Task brief:
Edit all of the entries below so that every occurrence of "camera-trap tally" becomes "field survey", keeping everything else unchanged. Leave the pictures out of your version.

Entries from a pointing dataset
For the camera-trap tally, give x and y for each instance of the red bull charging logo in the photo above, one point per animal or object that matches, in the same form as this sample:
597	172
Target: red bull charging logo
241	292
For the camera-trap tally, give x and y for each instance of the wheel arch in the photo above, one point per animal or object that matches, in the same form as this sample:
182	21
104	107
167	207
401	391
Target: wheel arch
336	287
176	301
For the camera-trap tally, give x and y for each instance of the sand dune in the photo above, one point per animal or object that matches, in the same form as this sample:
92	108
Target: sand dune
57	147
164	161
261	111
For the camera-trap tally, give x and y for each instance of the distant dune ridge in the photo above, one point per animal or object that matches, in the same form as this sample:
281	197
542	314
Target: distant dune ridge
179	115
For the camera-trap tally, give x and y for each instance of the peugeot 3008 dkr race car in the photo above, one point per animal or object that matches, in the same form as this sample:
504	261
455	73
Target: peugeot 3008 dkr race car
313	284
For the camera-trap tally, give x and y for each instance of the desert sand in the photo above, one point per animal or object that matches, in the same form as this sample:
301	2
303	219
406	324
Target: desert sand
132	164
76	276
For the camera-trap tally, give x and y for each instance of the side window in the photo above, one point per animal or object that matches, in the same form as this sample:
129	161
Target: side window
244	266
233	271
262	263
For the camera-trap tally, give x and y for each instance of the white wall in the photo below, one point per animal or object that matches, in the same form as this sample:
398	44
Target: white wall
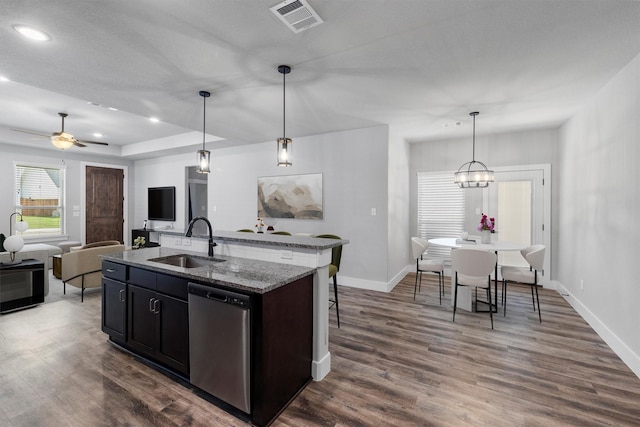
495	150
354	165
399	247
599	202
72	159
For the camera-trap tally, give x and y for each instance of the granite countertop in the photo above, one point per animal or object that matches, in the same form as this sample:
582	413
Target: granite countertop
239	273
267	239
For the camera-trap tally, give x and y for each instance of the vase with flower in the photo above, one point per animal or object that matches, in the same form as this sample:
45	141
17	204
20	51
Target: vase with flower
486	227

Result:
For the field survey, give x and y for each instance of the red bull charging logo in the photo above, one point per animal or object that matches, in the same form as this sample:
597	172
Target: red bull charging logo
241	292
For the field survey, give x and y for each instance of the wheel arch in the photo above, one point per animal or object that matches, in the same form as this sample:
182	21
104	107
167	207
401	391
Target: wheel arch
336	287
176	301
For the field survey, give x and y for each instance of the sand dune in the photo above, one point per animal or object that matches, in the same form as this sample:
92	108
Target: sand dune
57	147
164	161
261	111
For the field survey, give x and y for each instance of the distant dune ridge in the photo above, one point per animal or object that matches, in the same form as this sample:
281	197
542	314
Target: distant dune ridge
179	115
For the field survey, give x and y for each instance of the peugeot 3008 dkr race car in the photo above, one point per animal or object that matches, in the same form as this sample:
504	261
455	73
Target: peugeot 3008 dkr race car
313	284
For the field survey, give x and y for each instance of the desert sand in the photo above, one point per animal or object that matches, in the same form as this sample:
301	2
303	219
406	324
Target: desert sand
132	164
76	276
For the field survey, give x and y for each instance of the side window in the photo above, one point per animal or object that matches, in the same form as this sample:
129	161
Target: side window
244	266
233	271
262	263
For the field survey, give x and y for each instance of the white wall in the photo below, one point per animal or object that matches, in the same form as this sample:
398	44
Target: white wall
495	150
354	165
399	247
599	202
72	159
For the field survey, give x and y for each instance of the granite countertop in the photo above, one point per animal or object that matches, in the same form as this sample:
582	413
Target: granite countertop
239	273
267	239
For the field survey, give x and y for each instance of the vase with flower in the photo above, one point per animal or object that matches, in the same form as this sample:
45	141
17	204
20	51
Target: vase with flower
486	227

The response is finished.